--- Tasks for this exercise ---
• a. In one to three sentences, explain why the text on the 2023 interest rate outlook calls all cash extremely valuable as a revenue-generating asset.
• b. In the 2023 outlook text, what annual inflation rate does the author expect inflation to stay above?
• c. Continue the text on the 2023 interest rate outlook, picking up after its final numbered point.

--- Given text ---
======

By March 2022, I adjusted my outlook to suggest that short-term rates will top 6.0% in 2023. I am still confident that will be the case, which means the value of all cash is extremely valuable as a revenue-generating asset.

As a public entity or higher Ed finance official, if your cash is not earning 3.75% to 4.5% at this point, then I urge you to be proactive and use liquidity data to view all your entity’s cash that is available to be invested, and then put it to work to outpace documented benchmarks. The new revenue you generate could be the best gift that you can give to your taxpayers and students.

My outlook for 2023 is as follows:

  1. Short-term rates will hit 6.0%, making investment of cash even more valuable as a revenue-generating asset.
  2. The annual inflation rate will continue to be above 5.0%. This increase in cost can be offset by the new revenue generated off invested cash balances.
  3. While U.S. economic climate and indexes may appear anemic, this should by no means guarantee an economic recession in 2023.
  4. Due to higher interest rates, public capital projects will slow down, but green energy initiatives, including electric vehicle (EV) purchases, will continue to be above average.
  5. Demographic shifts in the U.S. population landscape will be a financial challenge to all levels of government, especially in meeting the housing, medical, education, and community needs, especially around those entering the country.
  6. Banks will continue to have strong balance sheets and will not necessarily be proactive in pursuing new deposits unless a greater share of the client relationship is available for business.
  7. Requests For Proposal (RFP’s) for banking and investment services will increase significantly over the previous four years.

======

(Stored data entries)
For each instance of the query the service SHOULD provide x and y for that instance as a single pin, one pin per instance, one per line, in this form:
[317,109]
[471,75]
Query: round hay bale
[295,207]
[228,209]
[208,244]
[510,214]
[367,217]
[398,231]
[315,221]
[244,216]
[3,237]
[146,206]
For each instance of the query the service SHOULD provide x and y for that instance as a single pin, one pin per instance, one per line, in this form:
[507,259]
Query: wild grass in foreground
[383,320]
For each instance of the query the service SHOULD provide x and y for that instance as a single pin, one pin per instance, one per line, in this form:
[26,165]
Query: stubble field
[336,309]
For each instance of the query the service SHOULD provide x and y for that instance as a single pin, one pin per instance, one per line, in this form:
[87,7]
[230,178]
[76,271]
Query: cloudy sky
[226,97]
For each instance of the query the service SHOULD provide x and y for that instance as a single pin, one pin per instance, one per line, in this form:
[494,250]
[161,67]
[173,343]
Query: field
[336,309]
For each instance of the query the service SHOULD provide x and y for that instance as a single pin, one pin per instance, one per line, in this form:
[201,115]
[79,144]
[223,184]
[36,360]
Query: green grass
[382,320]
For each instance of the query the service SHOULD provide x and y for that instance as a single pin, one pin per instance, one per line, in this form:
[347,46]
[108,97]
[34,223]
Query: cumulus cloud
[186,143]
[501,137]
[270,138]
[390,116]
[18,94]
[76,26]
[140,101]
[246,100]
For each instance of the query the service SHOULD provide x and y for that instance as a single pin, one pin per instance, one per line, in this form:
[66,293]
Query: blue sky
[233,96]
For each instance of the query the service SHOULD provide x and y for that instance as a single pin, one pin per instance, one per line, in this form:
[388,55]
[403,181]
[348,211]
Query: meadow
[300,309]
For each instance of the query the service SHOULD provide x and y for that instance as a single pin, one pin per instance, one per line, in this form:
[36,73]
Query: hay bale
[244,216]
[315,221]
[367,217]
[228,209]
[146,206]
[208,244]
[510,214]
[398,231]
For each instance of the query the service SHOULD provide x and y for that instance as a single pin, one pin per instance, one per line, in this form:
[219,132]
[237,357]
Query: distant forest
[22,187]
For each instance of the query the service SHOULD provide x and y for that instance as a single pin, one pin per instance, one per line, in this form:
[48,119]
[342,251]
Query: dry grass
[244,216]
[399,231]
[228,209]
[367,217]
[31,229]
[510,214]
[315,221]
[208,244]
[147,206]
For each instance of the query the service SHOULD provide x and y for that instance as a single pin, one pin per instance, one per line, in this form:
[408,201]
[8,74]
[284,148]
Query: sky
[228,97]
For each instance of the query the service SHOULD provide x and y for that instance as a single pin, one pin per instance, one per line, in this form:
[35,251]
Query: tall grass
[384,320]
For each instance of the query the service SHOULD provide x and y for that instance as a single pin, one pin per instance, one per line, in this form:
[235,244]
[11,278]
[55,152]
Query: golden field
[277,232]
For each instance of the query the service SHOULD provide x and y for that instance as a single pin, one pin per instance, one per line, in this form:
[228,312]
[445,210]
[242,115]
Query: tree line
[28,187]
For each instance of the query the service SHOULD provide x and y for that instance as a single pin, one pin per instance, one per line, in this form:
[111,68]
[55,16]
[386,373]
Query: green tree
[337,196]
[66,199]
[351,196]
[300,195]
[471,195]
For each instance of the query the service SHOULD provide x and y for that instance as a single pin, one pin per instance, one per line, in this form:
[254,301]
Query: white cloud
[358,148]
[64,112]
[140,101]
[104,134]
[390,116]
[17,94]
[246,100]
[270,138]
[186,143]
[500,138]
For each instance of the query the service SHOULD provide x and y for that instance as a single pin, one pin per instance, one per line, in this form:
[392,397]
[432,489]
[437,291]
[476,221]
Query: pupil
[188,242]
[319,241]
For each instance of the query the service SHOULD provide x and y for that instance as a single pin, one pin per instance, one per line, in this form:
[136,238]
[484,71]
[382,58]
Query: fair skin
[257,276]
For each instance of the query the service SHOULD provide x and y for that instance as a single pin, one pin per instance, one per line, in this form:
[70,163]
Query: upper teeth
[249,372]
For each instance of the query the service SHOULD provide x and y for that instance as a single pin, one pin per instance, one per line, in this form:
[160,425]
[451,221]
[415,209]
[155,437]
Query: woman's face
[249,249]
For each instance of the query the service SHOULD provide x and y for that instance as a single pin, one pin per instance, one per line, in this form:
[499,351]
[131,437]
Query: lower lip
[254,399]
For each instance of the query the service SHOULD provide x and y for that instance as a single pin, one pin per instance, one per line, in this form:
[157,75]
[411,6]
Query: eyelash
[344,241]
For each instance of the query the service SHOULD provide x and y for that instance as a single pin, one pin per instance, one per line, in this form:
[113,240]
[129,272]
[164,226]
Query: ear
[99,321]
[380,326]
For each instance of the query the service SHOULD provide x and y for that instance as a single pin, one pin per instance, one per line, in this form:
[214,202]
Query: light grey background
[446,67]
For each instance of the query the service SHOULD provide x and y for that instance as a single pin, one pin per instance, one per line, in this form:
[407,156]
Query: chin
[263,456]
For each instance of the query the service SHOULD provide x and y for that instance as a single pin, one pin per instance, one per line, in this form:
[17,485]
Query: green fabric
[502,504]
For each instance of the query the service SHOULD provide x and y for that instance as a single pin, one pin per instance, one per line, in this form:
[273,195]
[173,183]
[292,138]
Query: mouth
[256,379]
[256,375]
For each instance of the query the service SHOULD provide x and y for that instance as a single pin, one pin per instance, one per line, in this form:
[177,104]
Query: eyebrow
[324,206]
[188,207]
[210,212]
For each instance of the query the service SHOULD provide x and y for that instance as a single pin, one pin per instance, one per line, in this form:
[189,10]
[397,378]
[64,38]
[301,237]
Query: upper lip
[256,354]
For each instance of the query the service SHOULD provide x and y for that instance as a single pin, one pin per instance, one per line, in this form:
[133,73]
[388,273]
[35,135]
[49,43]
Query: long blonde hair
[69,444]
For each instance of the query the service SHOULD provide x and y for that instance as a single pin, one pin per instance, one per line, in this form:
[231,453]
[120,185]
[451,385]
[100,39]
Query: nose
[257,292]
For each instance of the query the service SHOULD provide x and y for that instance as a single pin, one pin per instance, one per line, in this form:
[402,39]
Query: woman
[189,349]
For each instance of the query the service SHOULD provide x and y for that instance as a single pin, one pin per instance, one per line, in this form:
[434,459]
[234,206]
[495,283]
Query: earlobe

======

--- Answers for the tasks ---
• a. The author expects short-term rates to top 6.0% in 2023. Because of those higher rates, invested cash can earn substantial new revenue, so the author considers all cash extremely valuable as a revenue-generating asset.

• b. 5.0%

• c.
  8. Investment in U.S. manufacturing will continue to expand with massive commitment of corporate dollars. Add to that greater spending on infrastructure projects, and it will create more higher-paying jobs.
  9. The need for water will continue to be a high-valued commodity throughout the nation’s western and southern states. Agricultural growth will continue expand in the northeastern region. It should be noted that the cost of farming and fuel supplies will be on the higher range of the inflation curve, putting greater pressure on food costs to the consumer.
  10. Colleges and universities will continue to compete for a small base of potential students, especially seeking a greater share of “post-COVID” international students.

The year 2023 will be an exciting one for three+one and the clients we serve. By the end of 2023, three+one will have brought over $1.5+ billion in cumulative new revenue and savings that otherwise would have not been realized. This will have an amazing positive financial impact on the entities we serve and, in turn, to those that these entities serve.

Our very best to all for a wonderful and prosperous new year.